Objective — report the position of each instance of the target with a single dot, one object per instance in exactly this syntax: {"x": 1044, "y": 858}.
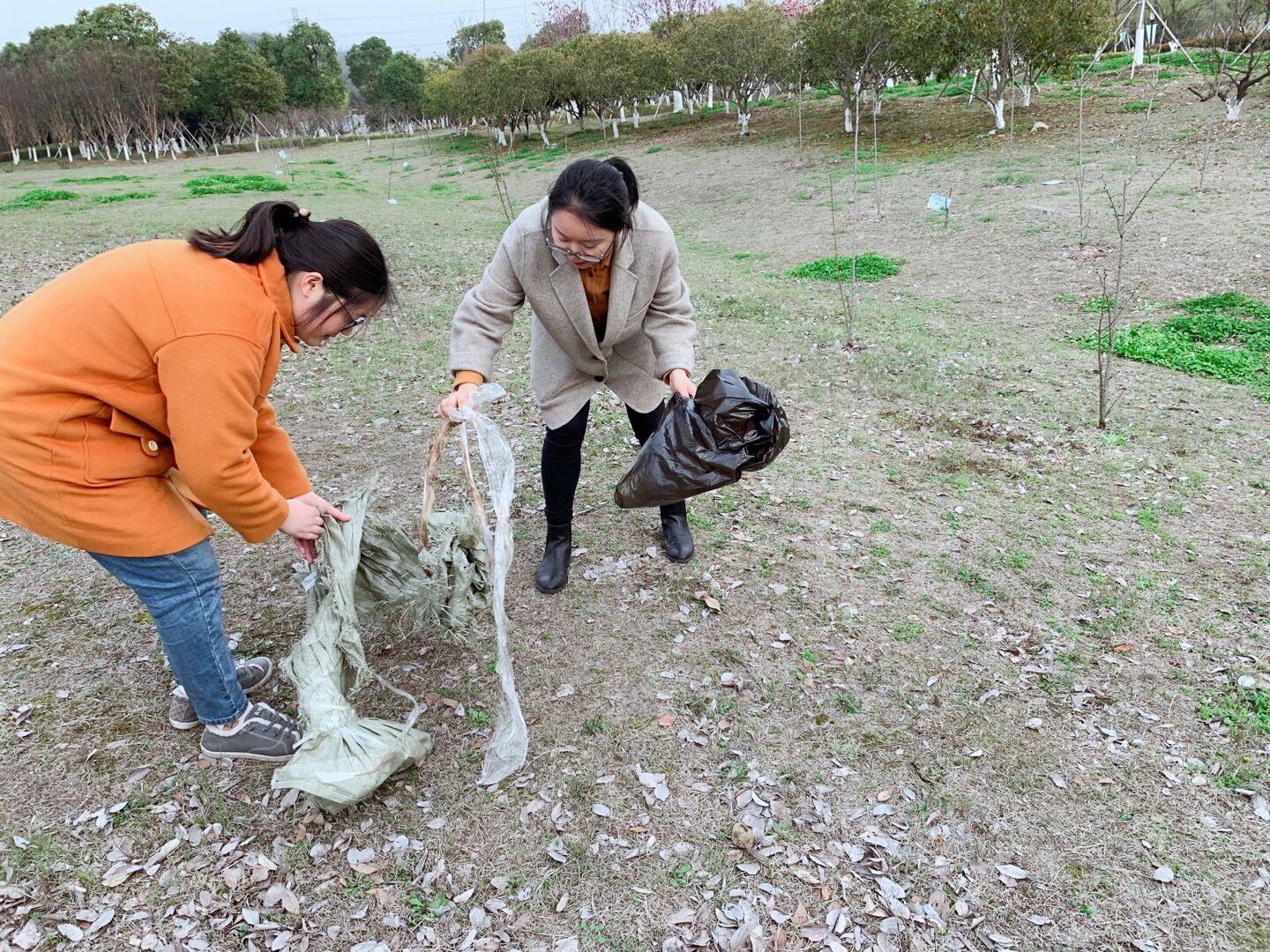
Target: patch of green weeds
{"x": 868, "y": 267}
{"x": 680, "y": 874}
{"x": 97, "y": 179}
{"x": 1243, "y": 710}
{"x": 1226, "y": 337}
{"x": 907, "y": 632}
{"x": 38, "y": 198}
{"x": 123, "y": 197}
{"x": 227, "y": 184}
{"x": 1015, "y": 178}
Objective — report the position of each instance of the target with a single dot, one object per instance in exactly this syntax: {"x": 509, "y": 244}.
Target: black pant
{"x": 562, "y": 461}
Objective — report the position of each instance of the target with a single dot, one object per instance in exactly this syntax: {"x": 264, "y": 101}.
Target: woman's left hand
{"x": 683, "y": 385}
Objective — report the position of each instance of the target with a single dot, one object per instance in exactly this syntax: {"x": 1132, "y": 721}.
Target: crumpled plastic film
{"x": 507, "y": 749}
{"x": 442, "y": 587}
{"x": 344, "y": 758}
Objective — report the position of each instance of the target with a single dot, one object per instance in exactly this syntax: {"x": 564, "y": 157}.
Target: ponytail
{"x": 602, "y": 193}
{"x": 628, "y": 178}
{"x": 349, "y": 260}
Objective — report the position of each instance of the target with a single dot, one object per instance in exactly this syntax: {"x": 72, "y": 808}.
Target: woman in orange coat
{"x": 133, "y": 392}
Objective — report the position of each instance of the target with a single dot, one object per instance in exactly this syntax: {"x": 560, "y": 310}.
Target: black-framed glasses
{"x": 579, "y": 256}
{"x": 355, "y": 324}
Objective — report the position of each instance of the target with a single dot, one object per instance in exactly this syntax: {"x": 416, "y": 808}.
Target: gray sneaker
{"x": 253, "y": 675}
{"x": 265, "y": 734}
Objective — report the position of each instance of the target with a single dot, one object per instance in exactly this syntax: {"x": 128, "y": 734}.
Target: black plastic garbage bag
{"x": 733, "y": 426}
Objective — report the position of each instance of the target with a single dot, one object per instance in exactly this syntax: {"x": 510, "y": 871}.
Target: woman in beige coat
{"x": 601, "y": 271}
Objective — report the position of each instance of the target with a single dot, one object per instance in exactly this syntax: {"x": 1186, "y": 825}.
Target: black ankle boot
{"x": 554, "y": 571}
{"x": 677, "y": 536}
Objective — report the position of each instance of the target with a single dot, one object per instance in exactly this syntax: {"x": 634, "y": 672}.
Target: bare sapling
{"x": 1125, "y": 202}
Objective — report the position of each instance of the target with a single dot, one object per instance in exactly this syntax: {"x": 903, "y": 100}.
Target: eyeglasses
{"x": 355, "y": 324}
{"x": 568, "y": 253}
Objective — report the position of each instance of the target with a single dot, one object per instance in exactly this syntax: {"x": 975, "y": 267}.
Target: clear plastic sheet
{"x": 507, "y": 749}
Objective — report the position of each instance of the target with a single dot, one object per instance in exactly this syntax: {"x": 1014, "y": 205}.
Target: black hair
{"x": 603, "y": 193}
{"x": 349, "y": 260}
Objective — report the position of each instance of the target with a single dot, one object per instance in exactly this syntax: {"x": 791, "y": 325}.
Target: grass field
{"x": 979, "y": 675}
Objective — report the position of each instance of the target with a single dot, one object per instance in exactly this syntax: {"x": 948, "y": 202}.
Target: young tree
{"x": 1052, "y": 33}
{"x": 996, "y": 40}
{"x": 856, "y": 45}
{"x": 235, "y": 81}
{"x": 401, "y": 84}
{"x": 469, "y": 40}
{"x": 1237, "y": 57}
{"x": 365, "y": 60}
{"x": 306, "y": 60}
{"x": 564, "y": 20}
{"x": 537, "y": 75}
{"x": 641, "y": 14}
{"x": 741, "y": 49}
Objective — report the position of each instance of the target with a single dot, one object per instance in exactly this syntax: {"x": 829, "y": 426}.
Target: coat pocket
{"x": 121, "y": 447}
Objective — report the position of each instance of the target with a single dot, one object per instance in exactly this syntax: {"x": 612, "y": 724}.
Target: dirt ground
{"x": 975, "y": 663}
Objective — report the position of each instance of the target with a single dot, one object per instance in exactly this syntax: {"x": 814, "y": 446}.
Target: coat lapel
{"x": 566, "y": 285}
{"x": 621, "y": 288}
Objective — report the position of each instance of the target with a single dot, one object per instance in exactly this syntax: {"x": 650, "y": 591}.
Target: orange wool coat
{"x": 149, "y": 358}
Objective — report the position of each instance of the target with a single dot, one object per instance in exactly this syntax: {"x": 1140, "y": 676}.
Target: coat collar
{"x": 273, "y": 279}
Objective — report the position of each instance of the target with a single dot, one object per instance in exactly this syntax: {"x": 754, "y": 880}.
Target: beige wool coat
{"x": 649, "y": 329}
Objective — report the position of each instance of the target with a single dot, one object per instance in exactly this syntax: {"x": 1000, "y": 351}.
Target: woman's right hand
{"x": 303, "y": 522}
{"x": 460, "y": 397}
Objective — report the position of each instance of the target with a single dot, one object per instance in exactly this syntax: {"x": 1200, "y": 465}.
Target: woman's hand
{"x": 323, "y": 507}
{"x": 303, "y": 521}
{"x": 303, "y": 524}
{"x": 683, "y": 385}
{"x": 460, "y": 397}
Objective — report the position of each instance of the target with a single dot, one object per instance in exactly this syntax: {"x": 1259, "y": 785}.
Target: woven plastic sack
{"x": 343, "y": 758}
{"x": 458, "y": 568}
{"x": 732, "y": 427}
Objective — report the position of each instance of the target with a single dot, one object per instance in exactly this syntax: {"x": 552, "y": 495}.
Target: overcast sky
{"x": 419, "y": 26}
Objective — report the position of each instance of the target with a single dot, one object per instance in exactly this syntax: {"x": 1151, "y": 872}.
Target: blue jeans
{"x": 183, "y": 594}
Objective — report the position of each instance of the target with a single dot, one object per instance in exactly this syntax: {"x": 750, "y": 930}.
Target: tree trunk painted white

-*-*-

WHAT NEEDS TO BE DONE — Your task is to output exactly the lines running from the one with "Target: overcast sky" through the final line of the material above, with both ends included.

EXERCISE SOLUTION —
Target: overcast sky
{"x": 419, "y": 26}
Objective — report the position of each instance of the target with a single dot, one object per instance in exactly this syntax: {"x": 1151, "y": 872}.
Target: blue jeans
{"x": 183, "y": 594}
Objective — report the position of each instance of the target with a single dot, one object per instance in exactly this syntax: {"x": 750, "y": 930}.
Target: tree trunk painted white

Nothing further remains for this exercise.